Start of Source material

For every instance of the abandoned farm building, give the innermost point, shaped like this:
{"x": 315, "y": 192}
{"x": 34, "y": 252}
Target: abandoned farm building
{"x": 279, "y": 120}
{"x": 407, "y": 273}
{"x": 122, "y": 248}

End of Source material

Task to carry out - Reproduce the material above exactly; please quote every line of it.

Expected output -
For every instance of the abandoned farm building, give the innermost point, shaped like this:
{"x": 315, "y": 192}
{"x": 34, "y": 252}
Target: abandoned farm building
{"x": 279, "y": 120}
{"x": 407, "y": 273}
{"x": 122, "y": 248}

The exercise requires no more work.